··· PROVIDED INFORMATION

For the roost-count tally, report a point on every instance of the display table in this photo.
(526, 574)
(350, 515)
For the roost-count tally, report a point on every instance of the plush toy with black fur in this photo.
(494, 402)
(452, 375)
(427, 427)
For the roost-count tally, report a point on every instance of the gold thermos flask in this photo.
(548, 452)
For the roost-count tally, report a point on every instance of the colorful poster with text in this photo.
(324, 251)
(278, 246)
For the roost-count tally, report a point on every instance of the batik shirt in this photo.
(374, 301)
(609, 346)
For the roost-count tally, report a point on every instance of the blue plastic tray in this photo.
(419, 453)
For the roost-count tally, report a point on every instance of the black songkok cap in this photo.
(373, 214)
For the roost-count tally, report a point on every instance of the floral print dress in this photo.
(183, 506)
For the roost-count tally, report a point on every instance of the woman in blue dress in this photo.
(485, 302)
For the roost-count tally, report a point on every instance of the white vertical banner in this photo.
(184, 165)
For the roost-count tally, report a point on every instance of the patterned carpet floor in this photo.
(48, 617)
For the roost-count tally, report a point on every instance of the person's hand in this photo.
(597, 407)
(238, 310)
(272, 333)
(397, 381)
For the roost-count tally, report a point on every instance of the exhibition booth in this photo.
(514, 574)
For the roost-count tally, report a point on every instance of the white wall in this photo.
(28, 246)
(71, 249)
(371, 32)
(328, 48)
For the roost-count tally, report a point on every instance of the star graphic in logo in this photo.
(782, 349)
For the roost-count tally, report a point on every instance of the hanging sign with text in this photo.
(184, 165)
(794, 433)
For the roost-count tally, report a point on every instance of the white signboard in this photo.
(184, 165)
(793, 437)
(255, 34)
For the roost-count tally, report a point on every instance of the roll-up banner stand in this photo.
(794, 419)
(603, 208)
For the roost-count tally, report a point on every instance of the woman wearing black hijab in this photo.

······

AIM
Begin with the line containing "logo in this photo." and repeat each line exactly until the records above end.

COMPLETE ANSWER
For the roost-count tally, report a point on every instance of the star graphic in logo in this photo.
(782, 349)
For the roost-count tally, report a point on every instance of the hanging sign with text in this photo.
(184, 165)
(794, 433)
For the roost-count tally, report a point on every instance of the white signboard in this photo.
(184, 165)
(793, 437)
(255, 34)
For the roost-count tally, report a point on every instance of the roll-up banner stand in this photo.
(794, 419)
(603, 208)
For the roost-count tally, report a point on every instance of the woman wearing black hijab in this photo.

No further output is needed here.